*Task objective*
Render every entry verbatim.

*Given information*
────────────────────

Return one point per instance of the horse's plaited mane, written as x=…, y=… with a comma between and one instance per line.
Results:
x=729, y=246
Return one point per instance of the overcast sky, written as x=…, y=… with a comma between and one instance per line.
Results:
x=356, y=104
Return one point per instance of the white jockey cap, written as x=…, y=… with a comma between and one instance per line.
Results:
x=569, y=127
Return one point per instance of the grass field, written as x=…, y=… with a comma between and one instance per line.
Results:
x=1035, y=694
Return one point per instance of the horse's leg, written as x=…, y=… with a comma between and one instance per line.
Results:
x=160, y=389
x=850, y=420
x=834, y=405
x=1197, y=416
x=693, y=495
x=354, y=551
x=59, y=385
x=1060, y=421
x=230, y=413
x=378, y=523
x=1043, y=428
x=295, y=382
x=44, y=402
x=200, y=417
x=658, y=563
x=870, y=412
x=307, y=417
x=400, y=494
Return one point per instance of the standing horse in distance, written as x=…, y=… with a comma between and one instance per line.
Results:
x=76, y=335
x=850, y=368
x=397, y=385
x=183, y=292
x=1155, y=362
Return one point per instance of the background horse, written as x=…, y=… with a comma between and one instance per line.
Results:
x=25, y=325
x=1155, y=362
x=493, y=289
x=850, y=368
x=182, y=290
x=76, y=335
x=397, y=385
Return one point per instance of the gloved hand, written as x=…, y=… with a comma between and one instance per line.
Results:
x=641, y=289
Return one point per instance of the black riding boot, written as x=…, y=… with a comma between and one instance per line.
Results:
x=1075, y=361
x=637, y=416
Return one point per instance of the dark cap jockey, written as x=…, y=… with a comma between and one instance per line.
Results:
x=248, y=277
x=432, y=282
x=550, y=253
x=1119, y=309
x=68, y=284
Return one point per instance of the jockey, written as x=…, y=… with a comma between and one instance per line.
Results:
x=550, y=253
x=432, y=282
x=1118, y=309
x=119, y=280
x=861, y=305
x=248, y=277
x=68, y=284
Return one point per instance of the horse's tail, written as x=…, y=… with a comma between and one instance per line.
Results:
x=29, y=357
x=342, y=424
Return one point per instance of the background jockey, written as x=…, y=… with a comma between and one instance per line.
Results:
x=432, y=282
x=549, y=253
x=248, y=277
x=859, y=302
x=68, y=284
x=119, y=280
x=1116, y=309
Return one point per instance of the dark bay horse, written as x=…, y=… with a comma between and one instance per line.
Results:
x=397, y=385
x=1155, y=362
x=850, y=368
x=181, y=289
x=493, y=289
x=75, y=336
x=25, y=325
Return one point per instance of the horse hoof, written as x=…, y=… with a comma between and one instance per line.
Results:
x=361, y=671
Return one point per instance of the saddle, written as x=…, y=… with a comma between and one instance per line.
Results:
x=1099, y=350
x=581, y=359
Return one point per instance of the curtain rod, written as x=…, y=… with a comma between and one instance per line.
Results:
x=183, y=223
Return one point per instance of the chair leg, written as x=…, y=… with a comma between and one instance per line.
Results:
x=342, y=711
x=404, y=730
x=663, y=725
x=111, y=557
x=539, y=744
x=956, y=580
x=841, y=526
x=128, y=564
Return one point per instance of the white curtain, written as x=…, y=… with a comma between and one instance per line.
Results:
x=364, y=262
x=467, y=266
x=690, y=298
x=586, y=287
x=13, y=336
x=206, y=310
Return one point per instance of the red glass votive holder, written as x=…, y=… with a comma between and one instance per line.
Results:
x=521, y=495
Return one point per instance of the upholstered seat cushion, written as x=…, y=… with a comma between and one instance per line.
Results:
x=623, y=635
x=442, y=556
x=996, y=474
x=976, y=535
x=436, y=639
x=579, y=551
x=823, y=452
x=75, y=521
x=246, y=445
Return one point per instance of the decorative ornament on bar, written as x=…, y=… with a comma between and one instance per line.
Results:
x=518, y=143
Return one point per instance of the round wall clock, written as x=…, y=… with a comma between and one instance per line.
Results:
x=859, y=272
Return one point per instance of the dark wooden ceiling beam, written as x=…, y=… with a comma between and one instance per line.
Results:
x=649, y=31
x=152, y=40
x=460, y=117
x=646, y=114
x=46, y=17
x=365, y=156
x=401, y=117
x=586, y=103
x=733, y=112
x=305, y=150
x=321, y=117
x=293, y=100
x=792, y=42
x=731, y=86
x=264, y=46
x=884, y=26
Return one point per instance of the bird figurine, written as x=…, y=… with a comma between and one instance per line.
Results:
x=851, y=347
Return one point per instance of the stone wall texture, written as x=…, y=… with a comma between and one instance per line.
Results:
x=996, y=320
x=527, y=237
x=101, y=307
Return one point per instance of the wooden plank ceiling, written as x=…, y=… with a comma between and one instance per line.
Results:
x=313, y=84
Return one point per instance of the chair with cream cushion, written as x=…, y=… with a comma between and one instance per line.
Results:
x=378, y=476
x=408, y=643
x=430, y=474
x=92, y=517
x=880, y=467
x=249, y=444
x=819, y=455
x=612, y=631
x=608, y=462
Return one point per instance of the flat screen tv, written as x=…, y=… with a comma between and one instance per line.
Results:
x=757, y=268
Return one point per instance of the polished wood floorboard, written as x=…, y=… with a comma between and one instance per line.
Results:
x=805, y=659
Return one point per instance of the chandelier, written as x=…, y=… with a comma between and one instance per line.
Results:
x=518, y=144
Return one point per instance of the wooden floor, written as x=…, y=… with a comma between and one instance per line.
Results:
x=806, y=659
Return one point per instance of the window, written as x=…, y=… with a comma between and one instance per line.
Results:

────────────────────

*Final result*
Return one point per instance of the horse's plaited mane, written as x=…, y=… with a comma between and one instance per line.
Results:
x=729, y=246
Return one point per instance of the overcast sky, written as x=…, y=… with a comma between and one instance per line.
Results:
x=356, y=104
Return one point per instance of the white jockey cap, written as x=…, y=… with a comma between and one instance per line.
Results:
x=569, y=127
Return one point per instance of the grass field, written as x=…, y=… with a comma between and one instance per line.
Results:
x=1035, y=694
Return one point per instance of the horse's leg, written as x=…, y=… with a comma between and one instance per line.
Results:
x=160, y=389
x=850, y=420
x=834, y=405
x=1197, y=416
x=693, y=495
x=354, y=551
x=59, y=385
x=1060, y=421
x=230, y=413
x=378, y=523
x=1043, y=428
x=295, y=382
x=44, y=402
x=200, y=417
x=658, y=563
x=870, y=412
x=307, y=417
x=400, y=494
Return one point per instance of the standing horse in distance, written as x=…, y=… with a comma between and one instance per line.
Results:
x=76, y=335
x=850, y=368
x=397, y=385
x=183, y=292
x=1155, y=362
Return one point per instance of the background horse, written as x=…, y=… with a comma between and one instance per line.
Results:
x=25, y=325
x=1155, y=362
x=493, y=289
x=850, y=368
x=182, y=290
x=76, y=335
x=397, y=385
Return one point per instance of the gloved hand, written as x=…, y=… with a comma between and one instance per line.
Results:
x=641, y=289
Return one point per instance of the black riding boot, written as x=…, y=… with a comma between and one instance per line.
Results:
x=1075, y=361
x=637, y=416
Return one point per instance of the dark cap jockey, written as x=…, y=… with a comma between and one instance per line.
Results:
x=248, y=277
x=432, y=282
x=550, y=253
x=1119, y=309
x=68, y=284
Return one point per instance of the jockey, written as x=…, y=… with a comma between and one instance per line.
Results:
x=550, y=253
x=432, y=282
x=1118, y=309
x=119, y=280
x=861, y=305
x=248, y=277
x=68, y=284
Return one point per instance of the horse's tail, written as x=…, y=… with a comma between and one instance per line.
Results:
x=29, y=357
x=342, y=424
Return one point per instance of the background jockey, written as x=…, y=… with a comma between and one instance per line.
Results:
x=432, y=282
x=549, y=253
x=248, y=277
x=859, y=302
x=68, y=284
x=119, y=280
x=1116, y=309
Return one point per instance of the dark bay horse, written as x=…, y=… with a comma between and one instance per line.
Results:
x=397, y=385
x=1155, y=362
x=850, y=368
x=181, y=289
x=493, y=289
x=75, y=336
x=25, y=325
Return one point per instance of the horse hoof, written as x=…, y=… with a comma between and one instance per line.
Results:
x=361, y=671
Return one point per instance of the saddle, written as x=…, y=… with a comma between and one instance per line.
Results:
x=1099, y=350
x=581, y=359
Return one point per instance of the curtain rod, written as x=…, y=… with a comma between and one instance per line.
Results:
x=183, y=223
Return one point per instance of the chair leg, written as x=…, y=… with a comma between and one instance per line.
Results:
x=342, y=711
x=404, y=730
x=663, y=725
x=111, y=557
x=539, y=744
x=956, y=580
x=841, y=526
x=128, y=564
Return one point per instance of the white curtain, written as x=…, y=… with a comma between and one instance per line.
Results:
x=364, y=262
x=467, y=266
x=690, y=298
x=586, y=287
x=13, y=336
x=206, y=310
Return one point per instance of the red glass votive holder, written as x=…, y=… with a comma between and one instance per line.
Results:
x=521, y=495
Return one point per instance of the upholstered seat cushion, written as x=…, y=… with a comma between and one instance per line.
Results:
x=623, y=635
x=442, y=556
x=996, y=474
x=976, y=535
x=436, y=639
x=579, y=551
x=823, y=452
x=75, y=521
x=246, y=445
Return one point per instance of the decorative ornament on bar, written as x=…, y=… with a comma between and one instance per line.
Results:
x=518, y=143
Return one point per instance of the round wall clock, written as x=…, y=… with a comma between and one instance per line.
Results:
x=859, y=272
Return one point per instance of the dark wooden ceiling beam, written as x=…, y=… with a comma between and one instance per line.
Results:
x=649, y=31
x=152, y=40
x=460, y=117
x=646, y=114
x=46, y=17
x=365, y=156
x=401, y=117
x=586, y=103
x=733, y=112
x=305, y=150
x=321, y=117
x=293, y=100
x=792, y=42
x=731, y=86
x=264, y=46
x=884, y=26
Return one point per instance of the bird figurine, written as x=…, y=… with a comma between and one instance per line.
Results:
x=851, y=347
Return one point per instance of the stone wall texture, written as x=…, y=… with a comma between and one instance per line.
Results:
x=996, y=320
x=527, y=237
x=101, y=307
Return one point per instance of the wooden plank ceiling, written as x=…, y=… with a comma between and one instance per line.
Results:
x=313, y=84
Return one point per instance of the chair with cream cushion, written as x=…, y=… with a comma between and one instance per line.
Results:
x=378, y=476
x=408, y=643
x=430, y=474
x=92, y=517
x=880, y=467
x=249, y=444
x=819, y=455
x=612, y=631
x=608, y=462
Return one point per instance of the flat screen tv, written as x=…, y=… with a comma between and one instance per line.
Results:
x=757, y=268
Return one point per instance of the polished wood floorboard, written as x=…, y=… with a comma between and one instance per line.
Results:
x=805, y=659
Return one point per instance of the chandelier, written as x=…, y=… with a comma between and one instance per line.
Results:
x=518, y=144
Return one point per instance of the wooden floor, written as x=…, y=… with a comma between and one instance per line.
Results:
x=806, y=659
Return one point per instance of the window, written as x=…, y=… with a comma between and one instance per line.
Results:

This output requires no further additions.